### Given request
Write out the data below in full. Keep it exact.

----- Dataset content -----

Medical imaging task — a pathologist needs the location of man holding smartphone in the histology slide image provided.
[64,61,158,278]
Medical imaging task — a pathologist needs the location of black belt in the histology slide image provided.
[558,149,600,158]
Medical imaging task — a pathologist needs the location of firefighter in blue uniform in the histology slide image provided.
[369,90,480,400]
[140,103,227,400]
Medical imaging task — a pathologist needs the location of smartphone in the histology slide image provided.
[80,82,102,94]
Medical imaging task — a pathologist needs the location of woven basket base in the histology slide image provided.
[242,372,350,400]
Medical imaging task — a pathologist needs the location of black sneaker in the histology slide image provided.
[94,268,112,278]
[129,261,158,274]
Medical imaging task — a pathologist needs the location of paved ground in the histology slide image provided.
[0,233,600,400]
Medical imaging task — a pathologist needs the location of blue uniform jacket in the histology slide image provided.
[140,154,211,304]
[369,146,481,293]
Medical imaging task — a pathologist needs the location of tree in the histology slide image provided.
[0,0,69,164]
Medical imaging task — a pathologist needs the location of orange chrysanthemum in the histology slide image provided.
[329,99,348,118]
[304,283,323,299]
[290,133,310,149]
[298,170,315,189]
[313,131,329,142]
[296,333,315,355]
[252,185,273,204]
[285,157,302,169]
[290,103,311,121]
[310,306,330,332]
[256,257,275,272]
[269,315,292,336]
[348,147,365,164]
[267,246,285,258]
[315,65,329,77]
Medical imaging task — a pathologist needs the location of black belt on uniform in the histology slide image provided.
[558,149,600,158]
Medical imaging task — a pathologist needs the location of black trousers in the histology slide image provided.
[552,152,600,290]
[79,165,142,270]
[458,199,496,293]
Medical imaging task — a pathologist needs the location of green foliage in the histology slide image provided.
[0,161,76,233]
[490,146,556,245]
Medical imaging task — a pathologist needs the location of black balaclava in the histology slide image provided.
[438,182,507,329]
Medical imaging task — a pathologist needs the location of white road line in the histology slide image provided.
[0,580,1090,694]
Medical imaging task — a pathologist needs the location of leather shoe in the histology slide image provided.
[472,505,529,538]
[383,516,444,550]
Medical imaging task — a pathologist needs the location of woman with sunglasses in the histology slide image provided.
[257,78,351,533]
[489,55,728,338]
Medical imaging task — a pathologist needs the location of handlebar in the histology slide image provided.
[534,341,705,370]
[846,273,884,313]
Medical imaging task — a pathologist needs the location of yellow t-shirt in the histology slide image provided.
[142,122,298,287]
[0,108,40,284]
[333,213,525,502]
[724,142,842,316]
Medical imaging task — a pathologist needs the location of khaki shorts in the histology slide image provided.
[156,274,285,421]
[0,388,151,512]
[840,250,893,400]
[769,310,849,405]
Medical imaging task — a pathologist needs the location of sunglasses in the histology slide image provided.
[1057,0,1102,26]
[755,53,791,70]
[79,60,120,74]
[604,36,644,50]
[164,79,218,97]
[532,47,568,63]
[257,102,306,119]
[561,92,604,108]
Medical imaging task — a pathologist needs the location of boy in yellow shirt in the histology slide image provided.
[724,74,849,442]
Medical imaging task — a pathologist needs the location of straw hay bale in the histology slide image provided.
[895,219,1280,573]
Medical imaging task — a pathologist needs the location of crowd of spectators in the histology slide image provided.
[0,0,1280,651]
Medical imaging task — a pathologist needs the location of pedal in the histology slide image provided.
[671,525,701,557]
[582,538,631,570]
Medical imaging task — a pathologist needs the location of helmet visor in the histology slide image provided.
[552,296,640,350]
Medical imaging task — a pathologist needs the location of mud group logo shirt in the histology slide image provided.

-----

### Correct answer
Medical imaging task — a pathologist needs the location of man holding smartphone in the histology slide image provided.
[64,61,158,278]
Medical imaging task — a pathologist needs the location of black belt in the histology slide image provided.
[558,149,600,158]
Medical imaging task — a pathologist needs the location of firefighter in blue uniform in the histology slide image provided.
[369,90,480,400]
[140,103,227,400]
Medical imaging task — a pathologist needs the location of smartphone in the histology slide image provided.
[80,82,102,94]
Medical imaging task — a pathologist needs the location of woven basket base in the histology slide image provided.
[242,372,350,400]
Medical imaging task — a pathologist needs the location of black sneaker in the histology slide image provided.
[94,268,112,278]
[129,261,158,274]
Medical imaging task — a pathologist needs the location of paved ground in the histology slide image provided.
[0,233,600,400]
Medical imaging task — a pathologist needs the location of blue uniform jacket in the histology slide image provided.
[140,154,211,304]
[369,146,481,293]
Medical imaging task — a pathologist needs the location of tree in the histology slide image provided.
[0,0,69,164]
Medical imaging task — a pathologist needs the location of orange chrysanthemum in the histology slide image provided.
[329,99,348,118]
[304,283,323,299]
[290,133,310,149]
[298,170,315,189]
[313,131,329,142]
[296,333,315,355]
[252,185,273,204]
[285,157,302,169]
[290,103,311,121]
[310,306,330,332]
[256,257,275,272]
[269,315,292,336]
[348,147,365,164]
[267,246,285,258]
[315,65,329,77]
Medical imaging task — a pathologist needs the location of black belt on uniform in the histology slide image provided.
[558,149,600,158]
Medical imaging task — a pathologist needs the location of black trousers in the histology slide image provided.
[552,152,600,290]
[79,165,142,270]
[458,199,496,293]
Medical imaging task — a pathologist needs the location of green foliage in the histology slide image provided.
[0,161,76,233]
[490,146,556,245]
Medical imaging task — a pathologist needs the location of black balaclava in the histology slide image provided.
[438,182,507,329]
Medical imaging task — a pathologist needs the location of white road line in the histology slide image provided.
[0,580,1090,694]
Medical imaging task — a pathologist needs the location of leather shoe in the histology slide image provided.
[472,505,529,538]
[383,516,444,550]
Medical imaging task — a pathologist needs the location of woman with sunglasses in the histology slide image provided.
[257,78,351,533]
[489,55,728,338]
Medical imaging task — a pathologist needs the location of handlebar in the histology slide image provided.
[534,341,705,370]
[846,273,884,313]
Medical imaging task — a pathologist needs the location of yellow t-shirt in the histology slide image provided.
[142,122,298,287]
[0,108,40,284]
[333,213,525,502]
[724,142,842,316]
Medical imaging task — a pathologist needs the location of khaki shorts in the histology slide image provided.
[156,274,285,421]
[0,388,151,512]
[840,250,893,400]
[769,310,849,405]
Medical imaging task — a pathologist needs the location of sunglasses in the histology slide image provided.
[1057,0,1102,26]
[755,53,791,70]
[79,60,120,74]
[604,36,644,50]
[164,79,218,97]
[532,47,568,63]
[257,102,306,119]
[561,92,604,108]
Medical imaging task — a pathologist needs the location of boy in yellow shirt in the histology slide image provided.
[724,74,849,442]
Medical imaging task — a pathologist needs the location of straw hay bale in the histology slide image provided.
[895,219,1280,573]
Medical imaging task — a pathologist needs the location of crowd of spectators in the histology slide image provided.
[0,0,1280,651]
Medical imaging task — a pathologist needs the location of pedal in the histology slide image provided.
[671,525,701,557]
[582,538,631,570]
Medical imaging task — a pathologist needs the location of helmet visor in the histology slide image provided.
[552,296,640,350]
Medical imaging task — a pathologist needs the location of mud group logo shirt in the histology slide image provided.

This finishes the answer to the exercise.